**Source extract:**
If you manage any system that requires consistent availability then you are probably already familiar with services like PagerDuty. For those of you who are unfamiliar with on-call management, it is a class of services that integrates with your monitoring and alerting systems to ensure that someone gets notified of issues promptly.
Typically there is a team that shares the responsibility of being on call on a periodic rotation. Being the first responder for production incidents typically requires an elevated set of permissions to ensure that they are not hampered in their efforts to get your services back online.
Principle of Least Privilege
For day-to-day situations, you don’t want to grant admin access to all of your servers for every engineer. Instead, it is prudent to follow the principle of least privilege when allocating permissions. The basic idea being that every user should only have access to the resources that are required for them to complete their assigned tasks and everything else should be restricted. The benefit of this approach is that it reduces the potential impact of lost credentials or a successful phishing attack.
Managing On-Call Staff Permissions
A naïve approach to the problem of granting administrative access to your on-call staff is to have a single set of credentials with administrative permissions, either per user or that get shared with whoever is scheduled. The problem with this is that there is no way to ensure that those credentials aren’t being used outside of their intended context.
An alternative is to synchronize your on-call schedule with your access control. This can take a few forms, depending on how you manage credentials, which we will explore for the rest of this post.
Automating On-Call Staff Access
A non exhaustive list of ways to grant admin permissions to your on-call staff include things such as a script that generates short-lived credentials, a script that elevates permissions on existing credentials, or (in the case where you have role-based access management) modifying the role of an existing user. Each of these approaches have tradeoffs that are worth considering.

**Directive:** Rewrite the on-call permissions article from "Managing On-Call Staff" to "their intended context.", replacing "administrative" with "elevated" throughout.

**Dataset extract:**
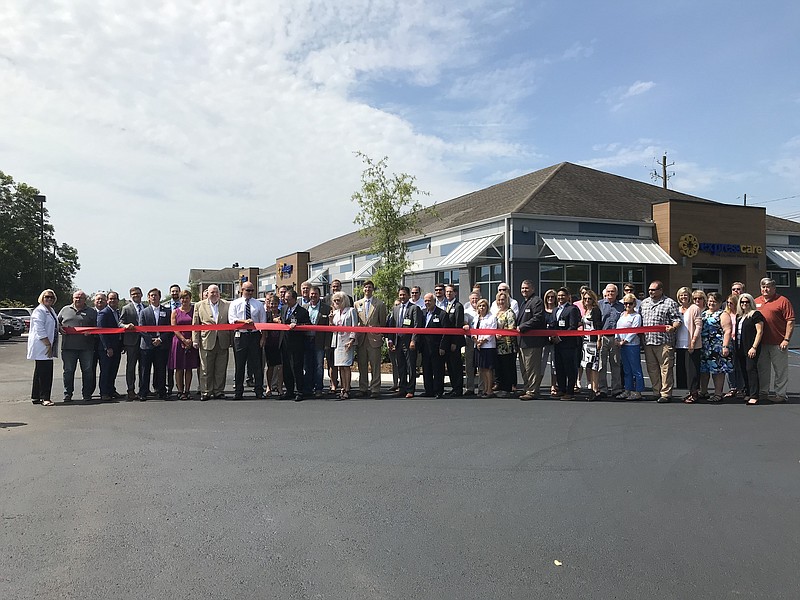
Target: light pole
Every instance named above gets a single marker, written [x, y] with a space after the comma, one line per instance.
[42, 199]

==

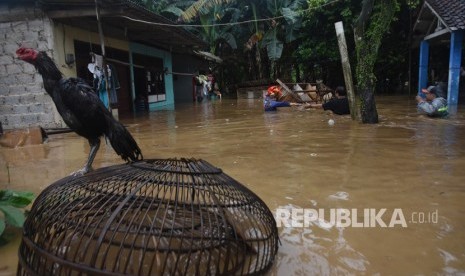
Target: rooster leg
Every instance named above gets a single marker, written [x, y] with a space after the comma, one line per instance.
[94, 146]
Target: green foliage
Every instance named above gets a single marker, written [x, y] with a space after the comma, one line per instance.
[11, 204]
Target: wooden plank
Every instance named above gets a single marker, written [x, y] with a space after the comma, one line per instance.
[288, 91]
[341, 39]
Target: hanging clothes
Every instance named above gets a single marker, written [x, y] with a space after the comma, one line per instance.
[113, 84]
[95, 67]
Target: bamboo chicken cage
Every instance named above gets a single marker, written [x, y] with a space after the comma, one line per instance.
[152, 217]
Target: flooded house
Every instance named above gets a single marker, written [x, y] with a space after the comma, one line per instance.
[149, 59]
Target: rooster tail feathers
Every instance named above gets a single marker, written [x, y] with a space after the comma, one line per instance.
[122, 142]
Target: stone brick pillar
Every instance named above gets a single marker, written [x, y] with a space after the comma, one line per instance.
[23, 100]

**The solution:**
Managing On-Call Staff Permissions
A naïve approach to the problem of granting elevated access to your on-call staff is to have a single set of credentials with elevated permissions, either per user or that get shared with whoever is scheduled. The problem with this is that there is no way to ensure that those credentials aren’t being used outside of their intended context.